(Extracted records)
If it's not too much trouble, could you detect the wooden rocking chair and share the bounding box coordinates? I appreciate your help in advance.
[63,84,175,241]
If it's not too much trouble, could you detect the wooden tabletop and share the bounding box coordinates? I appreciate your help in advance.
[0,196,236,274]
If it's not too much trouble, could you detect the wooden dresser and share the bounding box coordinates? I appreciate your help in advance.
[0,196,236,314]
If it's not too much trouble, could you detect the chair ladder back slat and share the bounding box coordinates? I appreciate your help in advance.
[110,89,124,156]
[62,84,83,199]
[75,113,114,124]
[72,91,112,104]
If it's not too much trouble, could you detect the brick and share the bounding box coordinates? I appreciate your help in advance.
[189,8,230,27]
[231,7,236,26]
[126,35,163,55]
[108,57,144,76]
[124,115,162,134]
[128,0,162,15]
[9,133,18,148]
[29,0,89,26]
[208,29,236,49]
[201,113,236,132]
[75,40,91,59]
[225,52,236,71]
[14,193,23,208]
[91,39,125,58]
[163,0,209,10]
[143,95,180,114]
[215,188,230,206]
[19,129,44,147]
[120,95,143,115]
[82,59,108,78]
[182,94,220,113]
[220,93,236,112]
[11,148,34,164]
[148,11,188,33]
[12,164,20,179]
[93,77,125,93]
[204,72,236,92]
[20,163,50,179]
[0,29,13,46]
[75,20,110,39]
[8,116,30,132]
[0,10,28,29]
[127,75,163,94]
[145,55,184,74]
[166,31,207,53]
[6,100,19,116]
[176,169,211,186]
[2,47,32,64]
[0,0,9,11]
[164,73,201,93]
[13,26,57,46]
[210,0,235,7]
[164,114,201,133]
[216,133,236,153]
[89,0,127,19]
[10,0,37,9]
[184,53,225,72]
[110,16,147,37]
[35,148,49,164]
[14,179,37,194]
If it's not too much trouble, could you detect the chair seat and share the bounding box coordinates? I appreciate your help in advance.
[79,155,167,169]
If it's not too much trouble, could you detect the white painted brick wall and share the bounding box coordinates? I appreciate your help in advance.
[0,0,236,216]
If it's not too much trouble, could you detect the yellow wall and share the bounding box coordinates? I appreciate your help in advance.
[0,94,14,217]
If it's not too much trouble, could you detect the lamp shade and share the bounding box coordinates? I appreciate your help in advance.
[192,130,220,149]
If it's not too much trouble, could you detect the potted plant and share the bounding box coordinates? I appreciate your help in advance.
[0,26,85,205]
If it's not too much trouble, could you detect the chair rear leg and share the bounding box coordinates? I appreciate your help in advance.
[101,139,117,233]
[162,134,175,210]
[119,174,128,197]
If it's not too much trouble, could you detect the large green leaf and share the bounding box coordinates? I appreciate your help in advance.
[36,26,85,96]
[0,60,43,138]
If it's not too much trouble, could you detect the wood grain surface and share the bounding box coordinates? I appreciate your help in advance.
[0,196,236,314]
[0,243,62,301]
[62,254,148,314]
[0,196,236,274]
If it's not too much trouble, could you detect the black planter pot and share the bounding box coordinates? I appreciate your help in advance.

## WORK TO COMPLETE
Put everything from the line containing "the chair seat" down to the line containing "[119,174,128,197]" into a two-column CSV with the columns request and answer. Give one row for each line of wording, with the coordinate lines under it as its answer. Enclose each field in quotation marks and turn any line breaks into spaces.

## OUTPUT FOR THIS TASK
request,answer
"If it's not too much trouble, could you detect the chair seat and share the bounding box coordinates? I appreciate your help in advance.","[79,155,167,169]"
"If it's not too much trouble, could you detect the white painted brick wall and share the bounding box coordinates? I appreciate your help in advance.","[0,0,236,216]"
"If it's not too much trouble, could you detect the yellow wall and share the bounding box coordinates? I appreciate your help in advance.","[0,94,14,217]"
"If it's not too much trouble, could you detect the lamp shade and share the bounding box coordinates? I appreciate your help in advance.","[192,130,220,149]"
"If it's not too much trouble, could you detect the potted plant and share the bounding box coordinates? I appreciate your help in advance.","[0,26,85,205]"
"If it's not too much trouble, could you detect the chair rear leg and share the bounding box coordinates? I appreciate your help in advance.","[101,139,117,233] [162,134,175,210] [119,174,128,197]"